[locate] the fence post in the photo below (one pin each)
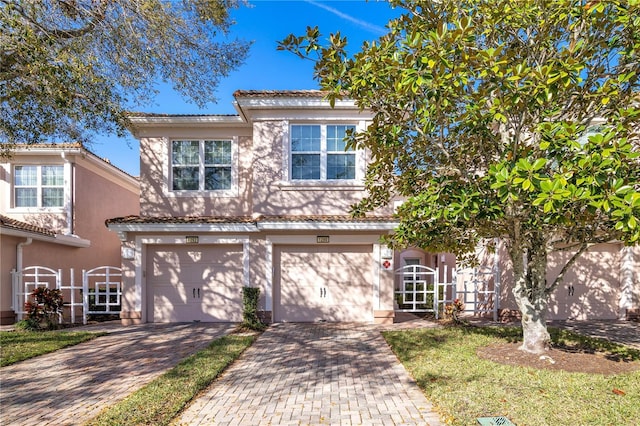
(85, 296)
(72, 298)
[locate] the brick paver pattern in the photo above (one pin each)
(72, 385)
(314, 374)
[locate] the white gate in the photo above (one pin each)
(479, 289)
(102, 290)
(99, 293)
(419, 289)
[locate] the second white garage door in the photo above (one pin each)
(323, 283)
(194, 283)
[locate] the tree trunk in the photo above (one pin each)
(531, 298)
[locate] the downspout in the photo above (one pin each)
(18, 288)
(19, 252)
(69, 192)
(626, 282)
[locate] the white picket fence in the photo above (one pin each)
(103, 284)
(423, 289)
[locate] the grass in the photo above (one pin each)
(161, 400)
(463, 386)
(20, 345)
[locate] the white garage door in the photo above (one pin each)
(194, 283)
(323, 283)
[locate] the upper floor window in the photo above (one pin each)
(319, 152)
(38, 186)
(201, 165)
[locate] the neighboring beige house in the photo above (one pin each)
(54, 201)
(262, 199)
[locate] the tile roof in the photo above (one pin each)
(279, 93)
(245, 219)
(71, 145)
(9, 223)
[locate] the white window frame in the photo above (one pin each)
(323, 181)
(39, 187)
(200, 192)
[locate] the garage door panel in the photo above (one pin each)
(329, 283)
(201, 283)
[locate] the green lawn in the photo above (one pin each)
(463, 386)
(160, 401)
(20, 345)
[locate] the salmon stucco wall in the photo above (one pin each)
(591, 288)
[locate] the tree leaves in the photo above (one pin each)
(71, 68)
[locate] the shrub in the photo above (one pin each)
(43, 310)
(250, 320)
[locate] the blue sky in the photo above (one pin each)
(265, 22)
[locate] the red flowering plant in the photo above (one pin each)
(43, 310)
(453, 310)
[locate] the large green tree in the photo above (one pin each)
(504, 119)
(72, 67)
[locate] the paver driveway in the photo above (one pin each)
(72, 385)
(314, 374)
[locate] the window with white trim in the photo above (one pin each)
(201, 165)
(38, 186)
(319, 152)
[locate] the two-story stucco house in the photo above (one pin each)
(53, 204)
(261, 198)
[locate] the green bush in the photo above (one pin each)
(250, 320)
(43, 310)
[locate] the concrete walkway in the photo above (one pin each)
(314, 374)
(72, 385)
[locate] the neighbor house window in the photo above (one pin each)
(201, 165)
(319, 152)
(38, 186)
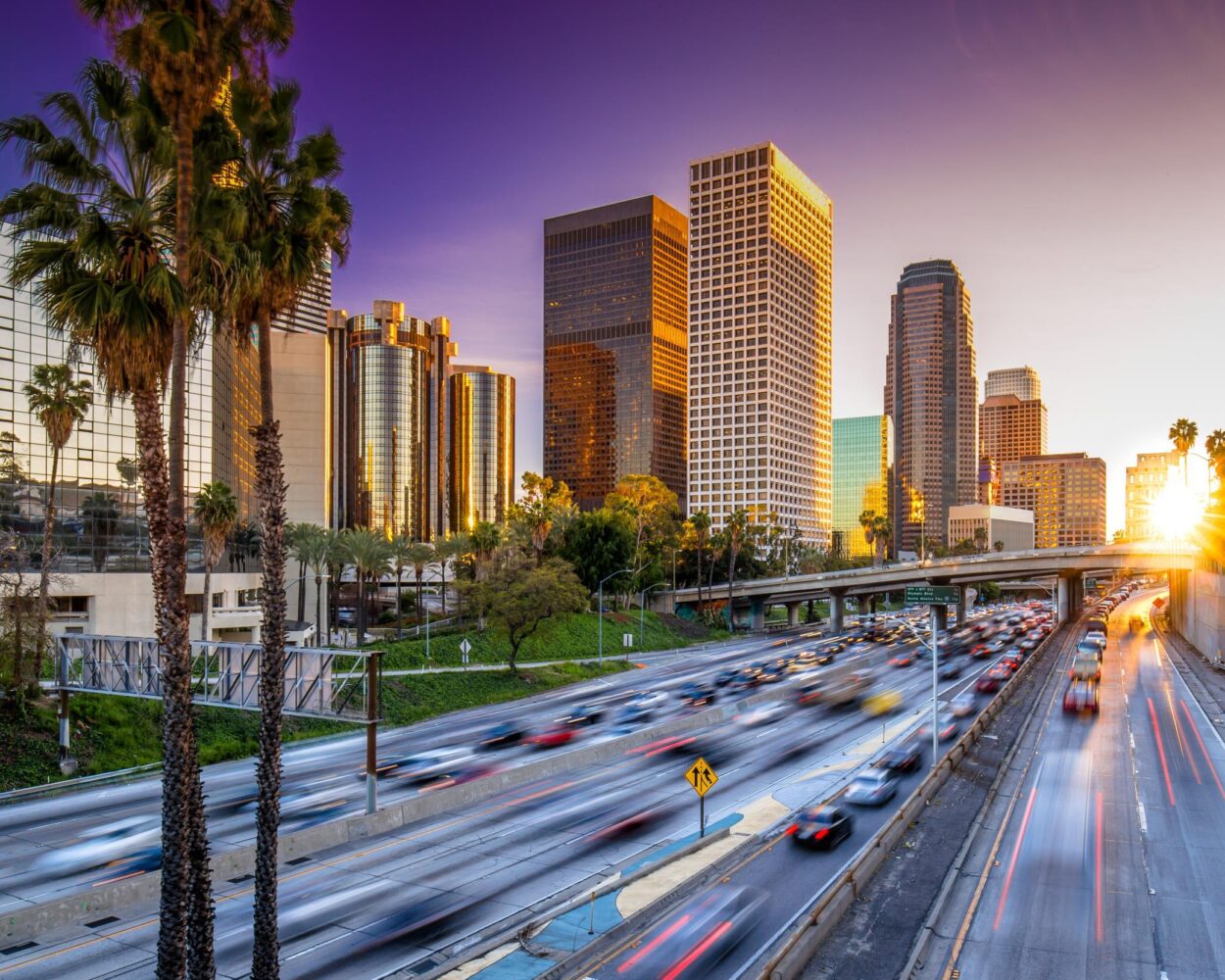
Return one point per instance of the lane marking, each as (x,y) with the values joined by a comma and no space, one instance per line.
(1203,749)
(1160,751)
(1015,853)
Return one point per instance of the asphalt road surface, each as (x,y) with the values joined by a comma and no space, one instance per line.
(1111,862)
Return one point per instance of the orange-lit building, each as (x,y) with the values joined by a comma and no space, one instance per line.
(1064,491)
(615,347)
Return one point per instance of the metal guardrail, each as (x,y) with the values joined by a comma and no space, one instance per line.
(319,682)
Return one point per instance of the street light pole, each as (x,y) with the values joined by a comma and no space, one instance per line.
(599,602)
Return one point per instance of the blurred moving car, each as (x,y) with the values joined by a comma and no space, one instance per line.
(695,936)
(1081,696)
(963,705)
(903,759)
(552,736)
(872,787)
(823,827)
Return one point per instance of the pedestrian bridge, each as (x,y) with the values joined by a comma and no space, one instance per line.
(1068,564)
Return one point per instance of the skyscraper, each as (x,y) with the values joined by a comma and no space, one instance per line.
(862,469)
(481,451)
(1010,427)
(1020,381)
(387,420)
(1066,494)
(760,336)
(615,347)
(1146,480)
(931,392)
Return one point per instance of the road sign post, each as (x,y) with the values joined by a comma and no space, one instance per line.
(702,778)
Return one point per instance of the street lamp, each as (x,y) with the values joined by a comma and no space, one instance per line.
(599,603)
(642,609)
(935,677)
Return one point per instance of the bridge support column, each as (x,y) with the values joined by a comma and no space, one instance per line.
(759,615)
(836,609)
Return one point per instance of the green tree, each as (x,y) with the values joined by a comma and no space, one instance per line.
(542,505)
(368,554)
(519,596)
(216,511)
(1182,435)
(597,544)
(59,402)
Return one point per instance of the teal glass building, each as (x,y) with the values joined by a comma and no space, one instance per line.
(862,469)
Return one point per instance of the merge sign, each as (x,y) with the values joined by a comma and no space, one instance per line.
(701,777)
(932,594)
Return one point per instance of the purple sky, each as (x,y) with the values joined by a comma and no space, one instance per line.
(1067,156)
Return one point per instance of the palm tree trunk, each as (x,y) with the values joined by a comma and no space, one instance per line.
(44,571)
(270,493)
(180,773)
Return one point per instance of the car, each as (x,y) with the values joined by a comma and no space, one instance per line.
(903,759)
(1081,696)
(725,676)
(552,736)
(964,705)
(505,735)
(947,726)
(583,714)
(873,787)
(697,695)
(424,767)
(822,827)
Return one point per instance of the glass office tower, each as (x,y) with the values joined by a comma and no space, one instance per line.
(862,468)
(481,430)
(615,347)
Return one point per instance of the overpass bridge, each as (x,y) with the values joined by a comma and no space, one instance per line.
(1068,564)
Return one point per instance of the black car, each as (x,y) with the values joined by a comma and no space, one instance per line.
(697,695)
(823,827)
(501,736)
(906,759)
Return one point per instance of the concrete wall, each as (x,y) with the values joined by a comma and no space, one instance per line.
(1197,609)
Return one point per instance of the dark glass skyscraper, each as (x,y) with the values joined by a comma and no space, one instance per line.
(615,302)
(931,392)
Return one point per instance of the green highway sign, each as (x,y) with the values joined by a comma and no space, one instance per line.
(932,594)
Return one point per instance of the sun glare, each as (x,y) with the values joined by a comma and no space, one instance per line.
(1176,511)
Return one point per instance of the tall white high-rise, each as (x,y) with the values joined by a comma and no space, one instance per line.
(760,342)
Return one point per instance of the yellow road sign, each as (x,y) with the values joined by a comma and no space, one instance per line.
(701,777)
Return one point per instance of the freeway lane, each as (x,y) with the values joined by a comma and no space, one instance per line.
(352,910)
(1110,863)
(315,772)
(789,877)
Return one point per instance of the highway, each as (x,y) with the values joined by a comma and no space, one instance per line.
(1108,862)
(415,897)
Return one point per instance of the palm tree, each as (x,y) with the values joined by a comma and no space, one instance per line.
(300,537)
(285,221)
(216,513)
(1182,435)
(97,229)
(59,403)
(701,522)
(401,559)
(368,553)
(735,532)
(419,557)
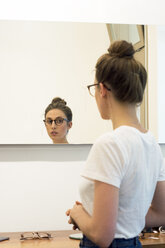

---

• ACTION ITEM:
Set down the material again exactly. Don't carry over any pictures.

• RESPONSE BELOW:
[locate] the fence post in the photo below (one pin each)
(85, 296)
(72, 298)
[locate] the brick paver pattern in the photo above (one pin each)
(72, 385)
(314, 374)
[locate] the white gate in the photo above (one pin each)
(479, 289)
(102, 290)
(99, 293)
(419, 289)
[locate] the second white garage door in the photo above (one pin each)
(323, 283)
(194, 283)
[locate] the tree trunk in the photo above (one pin each)
(531, 298)
[locate] the downspout in the photo above (one pin each)
(18, 288)
(19, 252)
(69, 192)
(626, 282)
[locate] the white picket fence in the photo above (one pin each)
(103, 284)
(423, 289)
[locate] the grass in the photo above (one pin each)
(161, 400)
(463, 386)
(20, 345)
[locate] the white garage door in the photo above (one pin each)
(194, 283)
(323, 283)
[locate] the upper floor window in the photo above (one pin each)
(319, 152)
(38, 186)
(201, 165)
[locate] the neighboring beige house in the photo above (one pin each)
(54, 201)
(262, 199)
[locate] the tile roof in the photo above (one pin each)
(279, 93)
(245, 219)
(71, 145)
(9, 223)
[locate] the white window frame in the photo above (one pin each)
(323, 181)
(39, 187)
(200, 192)
[locate] the garage door panel in the photo above (one pin each)
(329, 283)
(201, 283)
[locate] the green lawn in the photo above (one pin each)
(463, 386)
(160, 401)
(20, 345)
[locate] the salmon stucco wall in the photo above (one pin each)
(591, 288)
[locate] the tree leaves in the photo above (one pin each)
(71, 68)
[locate] the shrub in the photo above (one pin each)
(43, 310)
(250, 320)
[locate] the blue sky in the photo above (one pin each)
(265, 22)
[locate] the red flowering plant in the photo above (one pin each)
(43, 310)
(453, 310)
[locate] the large green tree in the photo above (one pin each)
(504, 119)
(72, 67)
[locate] the paver driveway in the photo above (one pin each)
(72, 385)
(314, 374)
[locate] the window with white trim in the photo above (one pin each)
(201, 165)
(38, 186)
(319, 152)
[locate] the two-story stucco house in the photo above (one pin each)
(53, 204)
(261, 198)
[locate] the green bush in the photo above (one pin each)
(250, 320)
(43, 310)
[locate] the concrete walkway in the photo above (one pin each)
(314, 374)
(72, 385)
[locate] the neighbor house window in the photo above (one pin each)
(201, 165)
(319, 152)
(38, 186)
Return one point per instance of the lane marking, each as (x,y) with the values joined by a comma and no space, one instance per line.
(1203,749)
(1160,751)
(1015,853)
Return one point per instance of the asphalt road surface, each as (x,y) with the values joined by a comma and no space, one instance per line.
(1111,862)
Return one point per instance of the orange-lit building, each as (x,y) with the values joined by a comma and no space, one instance per line.
(1064,491)
(615,347)
Return one point per instance of the metal guardrail, each as (x,y) with the values joined by a comma and no space, one instance per line.
(319,682)
Return one point per instance of the street light pole, each as (x,y) with the values joined by a comma and no space, one instance per line.
(599,602)
Return one point per instance of the blurred moving car, each as (x,y) with the values joined by a comma and no space, one instance per line.
(695,936)
(1081,696)
(963,705)
(903,759)
(552,736)
(872,787)
(823,827)
Return one point per instance of the pedestrian bridge, each as (x,y) with the values joined by a comma and no space, one instance per line.
(1068,564)
Return one point per instance of the skyscraper, each as (x,y) with the values joined by a comma and no space, one instance per line.
(862,469)
(481,451)
(1010,427)
(1020,381)
(387,420)
(1066,494)
(760,336)
(615,347)
(1146,480)
(931,392)
Return one point per instance of the road sign post, each as (x,y) with the values joined by a comma and no space, one instance per line.
(702,778)
Return one point per instance of the street lamp, each as (x,y) with the values joined by a comma and no space, one instance per line.
(599,603)
(642,609)
(935,677)
Return one point per instance of the bridge support column, each as (x,y) with the values joined by a comma and no space, one instance per line.
(759,615)
(836,609)
Return one point per instance of the green tree, each as (x,y) with the values joined by a comma and no space, one instance per line.
(542,505)
(368,554)
(519,596)
(216,511)
(1182,435)
(597,544)
(59,402)
Return one point per instance of the teal glass building, each as (x,y) with the values joined by a comma and no space, one instance per line.
(862,469)
Return one point per instance of the merge sign, each as (x,y) with the values joined by a comma and no space, one instance per line.
(701,777)
(932,594)
Return one point per instance of the purple sky, each as (x,y) with the values joined by a comma and no space, one instance per line.
(1067,156)
Return one point per instance of the palm tree trunk, each as (x,y) with the values joined by a comma and no space, one instance per line.
(44,571)
(270,493)
(180,773)
Return one point per instance of the car, each as (x,y) with the values joined by a comma and no space, one instance per line.
(903,759)
(1081,696)
(725,676)
(552,736)
(964,705)
(505,735)
(947,726)
(583,714)
(873,787)
(697,695)
(424,767)
(822,827)
Return one point per instance of the glass office tower, each as (x,y) with the values joined by a comma and no space, one instance per line.
(862,468)
(481,430)
(615,347)
Return one point per instance of the overpass bridge, each as (x,y) with the values joined by a comma and no space, one instance per line.
(1068,564)
Return one point per instance of the black car, each as (x,y) with the values joined by a comma and no space, one instance per line.
(697,695)
(823,827)
(501,736)
(906,759)
Return one point per instance of the concrete wall, each as (x,y) with the values joined by a comma and no space, one instance per line.
(1197,609)
Return one point per instance of the dark glass skyscraper, each as (x,y) with the values joined by a comma and no space, one instance per line.
(615,302)
(931,392)
Return one point per instance of the green highway sign, each as (x,y) with the values joined by a comma and no space, one instance per line.
(932,594)
Return one point per instance of the sun glare, each as (x,y) with the values joined by a comma and no space, one instance per line.
(1176,511)
Return one point per instance of the tall white high-rise, each as (x,y) with the values joined by a comma and no space, one instance per line.
(760,342)
Return one point per instance of the yellow road sign, each as (x,y) with the values joined by a comma and no space, one instance per line.
(701,777)
Return one point per instance of the freeway lane, each as (x,y) with the values joined by a comma and no space, one instance per line.
(352,910)
(1110,863)
(315,772)
(789,877)
Return one point per instance of the highway, each as (x,y) with the values joined by a comma and no space, one instance per line.
(1108,862)
(415,897)
Return one point per instance of the palm tree, each as (x,y) with the values joined by a comma and no space, one instance per line.
(300,537)
(285,221)
(216,513)
(1182,435)
(97,229)
(59,403)
(701,522)
(401,559)
(368,553)
(735,532)
(419,557)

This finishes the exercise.